Data contained in a dataset:
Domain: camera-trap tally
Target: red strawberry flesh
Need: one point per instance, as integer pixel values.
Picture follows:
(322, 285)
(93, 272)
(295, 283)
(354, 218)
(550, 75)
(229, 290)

WHAT TO DO — Write out all of the data above word for word, with every line unchanged.

RESPONSE TO THIS TASK —
Domain: camera-trap tally
Target: red strawberry flesh
Need: one point per instance, as integer pixel values.
Picture follows:
(322, 285)
(93, 272)
(295, 283)
(354, 218)
(550, 75)
(229, 290)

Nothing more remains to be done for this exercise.